» WHAT TO WORK ON
Write out the records character for character, from their first line through the line containing "M161 224L167 213L205", including that line.

Segmentation annotation records
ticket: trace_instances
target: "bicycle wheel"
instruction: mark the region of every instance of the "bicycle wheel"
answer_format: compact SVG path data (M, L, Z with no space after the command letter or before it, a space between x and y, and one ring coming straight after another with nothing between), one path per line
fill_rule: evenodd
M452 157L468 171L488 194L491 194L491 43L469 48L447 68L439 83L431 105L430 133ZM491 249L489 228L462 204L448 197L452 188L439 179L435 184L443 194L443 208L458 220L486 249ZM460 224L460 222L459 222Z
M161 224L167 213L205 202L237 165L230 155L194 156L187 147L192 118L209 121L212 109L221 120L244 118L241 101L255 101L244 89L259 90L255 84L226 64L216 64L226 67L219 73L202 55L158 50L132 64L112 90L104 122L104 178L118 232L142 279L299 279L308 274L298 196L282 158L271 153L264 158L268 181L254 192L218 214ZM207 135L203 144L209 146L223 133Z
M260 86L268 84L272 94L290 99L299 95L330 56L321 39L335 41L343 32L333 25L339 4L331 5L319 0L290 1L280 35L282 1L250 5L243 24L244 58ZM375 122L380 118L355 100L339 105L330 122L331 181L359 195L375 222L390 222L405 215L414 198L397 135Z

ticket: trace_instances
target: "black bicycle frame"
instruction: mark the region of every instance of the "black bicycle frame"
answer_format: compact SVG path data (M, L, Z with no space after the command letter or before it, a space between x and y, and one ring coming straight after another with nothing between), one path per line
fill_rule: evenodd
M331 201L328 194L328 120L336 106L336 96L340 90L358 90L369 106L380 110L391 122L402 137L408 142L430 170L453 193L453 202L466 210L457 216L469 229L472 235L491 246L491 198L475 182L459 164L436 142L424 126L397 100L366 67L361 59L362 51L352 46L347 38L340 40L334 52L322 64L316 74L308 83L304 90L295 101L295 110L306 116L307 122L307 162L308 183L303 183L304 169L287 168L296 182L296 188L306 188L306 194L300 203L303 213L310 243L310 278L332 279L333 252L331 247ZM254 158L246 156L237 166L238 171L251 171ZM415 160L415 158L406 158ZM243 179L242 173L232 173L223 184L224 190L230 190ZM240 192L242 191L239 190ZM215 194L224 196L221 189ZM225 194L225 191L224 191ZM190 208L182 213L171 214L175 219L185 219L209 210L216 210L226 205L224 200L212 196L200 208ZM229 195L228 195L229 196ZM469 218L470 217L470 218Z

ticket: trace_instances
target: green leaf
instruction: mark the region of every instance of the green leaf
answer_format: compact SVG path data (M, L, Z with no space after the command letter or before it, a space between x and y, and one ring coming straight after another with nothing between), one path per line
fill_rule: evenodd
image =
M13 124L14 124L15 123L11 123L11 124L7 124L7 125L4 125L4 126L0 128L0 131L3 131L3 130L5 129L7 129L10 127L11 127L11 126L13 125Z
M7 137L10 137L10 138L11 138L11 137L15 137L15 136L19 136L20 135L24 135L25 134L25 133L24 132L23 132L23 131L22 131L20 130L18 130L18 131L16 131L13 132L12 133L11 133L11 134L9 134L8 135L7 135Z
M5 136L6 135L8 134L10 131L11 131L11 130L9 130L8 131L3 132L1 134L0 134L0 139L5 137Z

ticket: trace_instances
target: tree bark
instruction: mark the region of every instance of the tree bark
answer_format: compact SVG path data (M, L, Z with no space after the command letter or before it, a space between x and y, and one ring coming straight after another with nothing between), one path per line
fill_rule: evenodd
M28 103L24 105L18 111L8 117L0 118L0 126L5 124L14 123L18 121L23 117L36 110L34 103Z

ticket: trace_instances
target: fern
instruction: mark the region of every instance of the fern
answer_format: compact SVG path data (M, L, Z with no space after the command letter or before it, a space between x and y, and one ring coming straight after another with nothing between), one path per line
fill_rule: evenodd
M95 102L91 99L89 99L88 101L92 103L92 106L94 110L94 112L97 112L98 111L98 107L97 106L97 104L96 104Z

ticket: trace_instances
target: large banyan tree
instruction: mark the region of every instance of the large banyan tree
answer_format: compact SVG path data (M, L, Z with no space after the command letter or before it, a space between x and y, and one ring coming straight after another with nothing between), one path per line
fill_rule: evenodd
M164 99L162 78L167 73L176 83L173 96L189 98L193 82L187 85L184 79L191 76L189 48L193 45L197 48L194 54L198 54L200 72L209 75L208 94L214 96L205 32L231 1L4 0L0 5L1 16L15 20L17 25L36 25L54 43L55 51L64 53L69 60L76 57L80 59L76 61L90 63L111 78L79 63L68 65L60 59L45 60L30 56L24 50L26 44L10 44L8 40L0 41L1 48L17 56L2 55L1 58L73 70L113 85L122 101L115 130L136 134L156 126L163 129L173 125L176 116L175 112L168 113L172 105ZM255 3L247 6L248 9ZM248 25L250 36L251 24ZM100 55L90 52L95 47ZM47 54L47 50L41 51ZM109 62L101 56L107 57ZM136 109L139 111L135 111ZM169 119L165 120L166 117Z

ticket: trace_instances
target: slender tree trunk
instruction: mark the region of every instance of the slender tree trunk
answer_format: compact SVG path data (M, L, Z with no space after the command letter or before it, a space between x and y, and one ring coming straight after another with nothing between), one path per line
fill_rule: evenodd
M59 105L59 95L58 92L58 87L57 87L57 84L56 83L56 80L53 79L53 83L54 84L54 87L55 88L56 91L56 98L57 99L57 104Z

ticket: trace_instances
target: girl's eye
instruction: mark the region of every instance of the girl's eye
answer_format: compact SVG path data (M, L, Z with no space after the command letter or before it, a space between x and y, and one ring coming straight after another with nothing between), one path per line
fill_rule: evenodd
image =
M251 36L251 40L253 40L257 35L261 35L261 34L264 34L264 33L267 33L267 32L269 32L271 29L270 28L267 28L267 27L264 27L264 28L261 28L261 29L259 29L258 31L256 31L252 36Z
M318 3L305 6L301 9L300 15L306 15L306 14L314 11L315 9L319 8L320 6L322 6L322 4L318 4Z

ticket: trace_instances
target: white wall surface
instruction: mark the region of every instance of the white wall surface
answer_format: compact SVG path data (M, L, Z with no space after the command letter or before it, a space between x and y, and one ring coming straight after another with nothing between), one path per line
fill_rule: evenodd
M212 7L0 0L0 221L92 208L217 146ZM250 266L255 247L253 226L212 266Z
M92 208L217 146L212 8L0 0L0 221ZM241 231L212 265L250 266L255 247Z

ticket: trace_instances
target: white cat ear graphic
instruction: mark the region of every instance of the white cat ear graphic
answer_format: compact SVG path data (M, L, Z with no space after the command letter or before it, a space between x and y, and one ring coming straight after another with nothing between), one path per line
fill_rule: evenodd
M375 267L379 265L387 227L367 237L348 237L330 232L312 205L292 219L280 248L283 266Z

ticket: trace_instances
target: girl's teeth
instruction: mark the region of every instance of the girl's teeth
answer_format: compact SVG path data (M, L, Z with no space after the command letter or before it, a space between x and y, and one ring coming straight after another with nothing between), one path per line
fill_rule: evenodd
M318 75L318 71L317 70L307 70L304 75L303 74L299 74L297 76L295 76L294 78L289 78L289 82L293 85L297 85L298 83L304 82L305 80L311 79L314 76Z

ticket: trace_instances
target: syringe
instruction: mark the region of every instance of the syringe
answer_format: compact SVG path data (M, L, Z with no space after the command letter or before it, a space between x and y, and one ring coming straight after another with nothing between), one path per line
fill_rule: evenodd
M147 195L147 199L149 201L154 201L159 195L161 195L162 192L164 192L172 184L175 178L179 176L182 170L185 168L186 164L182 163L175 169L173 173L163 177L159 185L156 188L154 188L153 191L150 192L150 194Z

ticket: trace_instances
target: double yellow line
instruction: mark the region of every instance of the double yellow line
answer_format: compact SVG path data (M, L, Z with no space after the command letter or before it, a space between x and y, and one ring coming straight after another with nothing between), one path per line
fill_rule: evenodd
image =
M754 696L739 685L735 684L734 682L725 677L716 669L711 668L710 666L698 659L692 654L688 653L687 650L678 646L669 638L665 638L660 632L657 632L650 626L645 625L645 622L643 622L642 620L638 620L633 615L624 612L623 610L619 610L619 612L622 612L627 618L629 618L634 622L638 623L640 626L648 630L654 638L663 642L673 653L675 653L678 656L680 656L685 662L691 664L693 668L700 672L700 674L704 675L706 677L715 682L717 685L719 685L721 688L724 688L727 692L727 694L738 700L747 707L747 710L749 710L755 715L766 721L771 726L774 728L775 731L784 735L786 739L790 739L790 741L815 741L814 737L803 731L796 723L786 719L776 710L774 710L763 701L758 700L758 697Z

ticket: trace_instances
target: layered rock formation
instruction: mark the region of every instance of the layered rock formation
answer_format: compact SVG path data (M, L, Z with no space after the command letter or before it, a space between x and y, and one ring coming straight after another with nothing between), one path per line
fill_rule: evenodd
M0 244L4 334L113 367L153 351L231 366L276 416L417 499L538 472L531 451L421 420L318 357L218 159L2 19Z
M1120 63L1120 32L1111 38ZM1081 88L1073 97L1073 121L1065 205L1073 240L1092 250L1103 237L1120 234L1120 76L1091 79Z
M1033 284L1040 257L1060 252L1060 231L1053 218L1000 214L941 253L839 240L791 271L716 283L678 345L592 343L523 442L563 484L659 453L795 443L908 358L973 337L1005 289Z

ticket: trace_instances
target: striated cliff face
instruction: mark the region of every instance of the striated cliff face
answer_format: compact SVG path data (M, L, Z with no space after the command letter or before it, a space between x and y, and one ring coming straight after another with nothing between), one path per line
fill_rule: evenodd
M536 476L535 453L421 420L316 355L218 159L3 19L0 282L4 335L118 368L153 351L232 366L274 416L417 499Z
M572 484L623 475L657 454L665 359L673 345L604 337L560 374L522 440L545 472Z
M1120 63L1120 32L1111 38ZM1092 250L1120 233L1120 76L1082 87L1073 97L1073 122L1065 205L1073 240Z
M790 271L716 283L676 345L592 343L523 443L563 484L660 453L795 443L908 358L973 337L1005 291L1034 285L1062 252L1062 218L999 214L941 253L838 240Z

» RIGHT ANSWER
ticket: trace_instances
target: "bicycle wheel"
instruction: mark the region of every instance of the "bicycle wheel"
answer_format: compact SVG path data (M, L, Z with no space after the command letter or before it, a space between x and y, and one ring coming straight after another with nothing between), one path per line
fill_rule: evenodd
M452 157L468 171L488 194L491 194L491 43L469 48L447 68L439 83L431 105L430 133ZM491 249L489 228L462 204L448 197L452 188L439 179L435 184L443 194L443 208L458 220L486 249ZM460 224L460 222L459 222Z
M161 224L167 213L205 202L237 165L230 155L194 156L187 147L192 118L209 121L212 109L221 120L244 118L241 101L255 101L244 89L259 90L255 84L226 64L216 64L226 67L219 73L202 55L158 50L132 64L112 90L104 122L104 178L118 232L142 279L299 279L308 274L298 196L282 158L271 153L264 158L268 181L254 192L218 214ZM207 135L203 144L209 146L223 133Z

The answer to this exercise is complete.